### Spatial localization data
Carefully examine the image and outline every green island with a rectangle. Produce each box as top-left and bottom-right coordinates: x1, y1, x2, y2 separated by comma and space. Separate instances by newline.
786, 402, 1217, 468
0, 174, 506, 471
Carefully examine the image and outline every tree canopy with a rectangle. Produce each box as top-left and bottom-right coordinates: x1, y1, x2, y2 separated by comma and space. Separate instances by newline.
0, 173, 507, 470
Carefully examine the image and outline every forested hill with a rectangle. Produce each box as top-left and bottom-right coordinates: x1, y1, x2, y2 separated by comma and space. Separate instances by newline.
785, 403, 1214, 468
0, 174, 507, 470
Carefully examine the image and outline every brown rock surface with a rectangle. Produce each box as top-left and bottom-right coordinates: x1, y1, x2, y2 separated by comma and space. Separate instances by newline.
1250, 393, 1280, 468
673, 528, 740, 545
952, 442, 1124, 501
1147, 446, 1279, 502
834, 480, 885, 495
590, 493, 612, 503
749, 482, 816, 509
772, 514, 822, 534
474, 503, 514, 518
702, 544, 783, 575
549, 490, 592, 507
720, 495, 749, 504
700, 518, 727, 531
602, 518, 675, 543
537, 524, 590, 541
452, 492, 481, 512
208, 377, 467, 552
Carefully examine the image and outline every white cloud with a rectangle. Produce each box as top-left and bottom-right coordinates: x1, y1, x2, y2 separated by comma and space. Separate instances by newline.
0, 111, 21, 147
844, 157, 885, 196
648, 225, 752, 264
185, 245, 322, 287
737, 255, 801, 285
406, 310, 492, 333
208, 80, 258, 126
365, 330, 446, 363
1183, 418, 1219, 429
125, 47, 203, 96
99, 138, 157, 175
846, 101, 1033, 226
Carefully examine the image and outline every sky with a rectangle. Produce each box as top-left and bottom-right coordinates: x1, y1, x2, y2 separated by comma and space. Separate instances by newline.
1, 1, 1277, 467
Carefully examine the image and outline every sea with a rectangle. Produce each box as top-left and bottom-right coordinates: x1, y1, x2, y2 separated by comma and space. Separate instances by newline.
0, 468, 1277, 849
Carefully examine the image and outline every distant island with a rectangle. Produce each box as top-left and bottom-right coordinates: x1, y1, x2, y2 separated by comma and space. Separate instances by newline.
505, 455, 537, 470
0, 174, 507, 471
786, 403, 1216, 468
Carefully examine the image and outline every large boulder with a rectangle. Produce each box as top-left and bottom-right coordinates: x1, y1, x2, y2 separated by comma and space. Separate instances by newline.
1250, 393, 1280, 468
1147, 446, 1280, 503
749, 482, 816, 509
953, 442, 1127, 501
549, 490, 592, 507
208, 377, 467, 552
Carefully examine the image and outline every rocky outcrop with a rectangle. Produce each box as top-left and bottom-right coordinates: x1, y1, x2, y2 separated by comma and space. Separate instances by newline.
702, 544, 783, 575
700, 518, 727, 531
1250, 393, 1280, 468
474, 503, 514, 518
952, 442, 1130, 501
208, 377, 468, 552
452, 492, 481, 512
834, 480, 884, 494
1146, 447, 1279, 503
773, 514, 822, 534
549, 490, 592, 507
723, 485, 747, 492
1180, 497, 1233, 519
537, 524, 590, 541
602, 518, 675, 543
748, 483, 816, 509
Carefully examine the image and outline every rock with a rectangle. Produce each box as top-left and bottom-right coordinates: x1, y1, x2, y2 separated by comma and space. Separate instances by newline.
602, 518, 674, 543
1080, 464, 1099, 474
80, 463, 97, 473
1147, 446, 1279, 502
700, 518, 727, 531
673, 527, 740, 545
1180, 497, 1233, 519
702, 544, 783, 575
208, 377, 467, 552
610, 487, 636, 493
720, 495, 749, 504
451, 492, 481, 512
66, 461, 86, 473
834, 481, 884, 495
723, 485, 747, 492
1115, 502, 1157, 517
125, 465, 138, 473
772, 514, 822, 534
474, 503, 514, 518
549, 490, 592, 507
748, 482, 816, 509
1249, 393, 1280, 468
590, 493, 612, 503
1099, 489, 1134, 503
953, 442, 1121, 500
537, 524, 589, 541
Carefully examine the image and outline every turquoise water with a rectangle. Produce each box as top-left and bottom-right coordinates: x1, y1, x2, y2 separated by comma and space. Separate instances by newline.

### Task instructions
Show the data once more, exactly as it was written.

### Worked solution
Carefully examine the image and outline every green island with a rectangle. Produce each box as top-left and bottom-right coordinates: x1, y1, x2, y2 separated by comma and space. Separate instances by newline.
786, 402, 1217, 468
0, 174, 506, 471
Carefully examine the image and outline every tree canopy with a rectangle. Produce each box as top-left and bottom-right coordinates: x1, y1, x2, y2 separated by comma and space. Separate instances by newline.
0, 173, 507, 470
Carefully examine the image and outline every forested hill with a rectangle. Produce each box as top-left and bottom-right coordinates: x1, y1, x2, y2 separated by comma and space. Separate instances by newline.
785, 403, 1214, 468
0, 174, 507, 470
Carefully examine the image and outline every brown rock surface with a rectangle. Produce each box as top-left and bottom-right coordinates: x1, y1, x2, y2 separated by comma and space. Separate instances by newline.
1250, 393, 1280, 468
673, 528, 740, 545
952, 442, 1124, 501
1147, 446, 1279, 502
834, 480, 885, 495
590, 493, 612, 503
749, 482, 816, 509
772, 514, 822, 534
474, 503, 514, 518
702, 544, 783, 575
549, 490, 592, 507
720, 495, 749, 504
700, 518, 727, 531
602, 518, 675, 543
537, 524, 590, 541
452, 492, 481, 512
208, 377, 467, 552
Carefully examine the image and outline every white cloud with a rectangle. Produce each box as top-left and bottom-right coordinates: x1, y1, x2, y2 separated by comma and space. Separate instances by newline.
0, 111, 21, 147
844, 157, 885, 196
648, 225, 752, 264
185, 245, 322, 287
737, 255, 801, 285
406, 310, 492, 333
208, 80, 258, 126
365, 330, 446, 363
1183, 418, 1219, 429
125, 47, 203, 96
99, 138, 157, 175
846, 101, 1033, 226
Carefully examine the image and outline every sky with a rectangle. Produce each box as top-left and bottom-right coordinates: x1, y1, x2, y2 separated by comma and space. Separate instances by newline.
1, 1, 1277, 467
Carefully examine the image and outline every sea with a rectangle. Produce each box as top-left and bottom-right coordinates: x1, y1, x2, y2 separated by comma and space. Separate instances by newline.
0, 468, 1277, 849
Carefully examine the image and outline every distant island with a rectangle. Produce each box as top-left and bottom-right coordinates: x1, y1, x2, y2 separated by comma and space. Separate instances by newline.
505, 455, 537, 470
0, 174, 507, 471
786, 403, 1216, 468
Carefully examine the image and outline every large boulder with a rectangle. Produce each box as top-left and bottom-right coordinates: x1, y1, x2, y2 separated by comma and space. Separate instances by newline.
1250, 393, 1280, 468
1147, 446, 1280, 503
749, 482, 816, 509
953, 442, 1127, 501
549, 490, 592, 507
208, 377, 467, 552
Carefully examine the image and outline every rocky outcrop with a rectangle. Produce each box as top-left and bottom-right coordinates: x1, y1, x2, y2 separated by comma and space. Separate instances by newline.
702, 544, 783, 575
700, 518, 727, 531
1250, 393, 1280, 468
474, 503, 514, 518
952, 442, 1130, 501
208, 377, 468, 552
452, 492, 481, 512
834, 480, 884, 494
1146, 447, 1279, 503
773, 514, 822, 534
549, 490, 592, 507
723, 485, 747, 492
1180, 497, 1233, 519
537, 524, 590, 541
602, 518, 675, 543
748, 483, 816, 509
Carefully examine the image and outline every rock with a rectangle. Produce each box as top-left and bottom-right coordinates: x1, y1, x2, y2 separated by comma and space. Separate instances by newline.
602, 518, 674, 543
1080, 464, 1099, 474
80, 463, 97, 473
1147, 446, 1279, 502
700, 518, 727, 531
673, 527, 740, 545
1180, 497, 1233, 519
702, 544, 783, 575
208, 377, 467, 552
610, 487, 636, 493
720, 495, 749, 504
451, 492, 481, 512
66, 461, 86, 473
834, 481, 884, 495
723, 485, 747, 492
1115, 502, 1157, 517
125, 465, 138, 473
772, 514, 822, 534
474, 503, 514, 518
549, 490, 592, 507
748, 482, 816, 509
1249, 393, 1280, 468
590, 493, 612, 503
1099, 489, 1134, 503
953, 442, 1121, 500
537, 524, 589, 541
Carefully examine the image and outline every turquoise water with a rectangle. Produce each box as top-left and bottom-right coordinates: x1, y1, x2, y2 separated by comma and space. Separate instances by newline.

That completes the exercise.